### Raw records
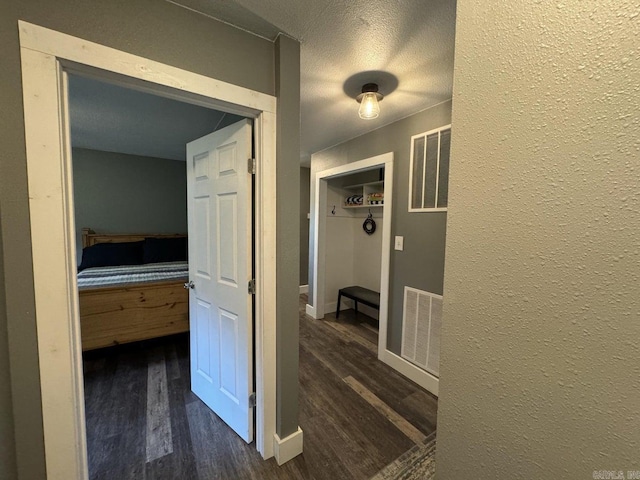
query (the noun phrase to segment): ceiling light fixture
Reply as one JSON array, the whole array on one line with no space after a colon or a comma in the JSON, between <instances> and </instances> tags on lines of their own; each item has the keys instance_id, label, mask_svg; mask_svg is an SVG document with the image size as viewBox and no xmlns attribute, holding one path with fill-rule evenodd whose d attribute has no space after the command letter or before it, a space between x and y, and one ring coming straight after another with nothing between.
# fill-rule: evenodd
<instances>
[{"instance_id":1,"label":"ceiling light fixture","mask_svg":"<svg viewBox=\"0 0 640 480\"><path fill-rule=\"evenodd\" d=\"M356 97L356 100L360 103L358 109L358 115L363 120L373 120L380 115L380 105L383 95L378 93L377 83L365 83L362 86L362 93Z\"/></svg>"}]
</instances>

### Short exercise
Edit the data above so that "noun phrase" becomes "referring expression", with every other part unchanged. Omit the pictures from your answer.

### Written solution
query (the referring expression to segment): ceiling light fixture
Reply as one JSON array, the whole array on one line with no space after a colon or a comma in the JSON, between <instances> and </instances> tags on lines of their own; each item has the keys instance_id, label, mask_svg; mask_svg is an SVG document with the image size as viewBox and no xmlns attribute, holding one path with fill-rule evenodd whose d attribute has no space after the command letter or before it, a space between x and y, and one ring coming straight after another with nothing between.
# fill-rule: evenodd
<instances>
[{"instance_id":1,"label":"ceiling light fixture","mask_svg":"<svg viewBox=\"0 0 640 480\"><path fill-rule=\"evenodd\" d=\"M356 97L356 100L360 103L358 109L358 115L363 120L373 120L380 115L380 105L383 95L378 93L377 83L365 83L362 86L362 93Z\"/></svg>"}]
</instances>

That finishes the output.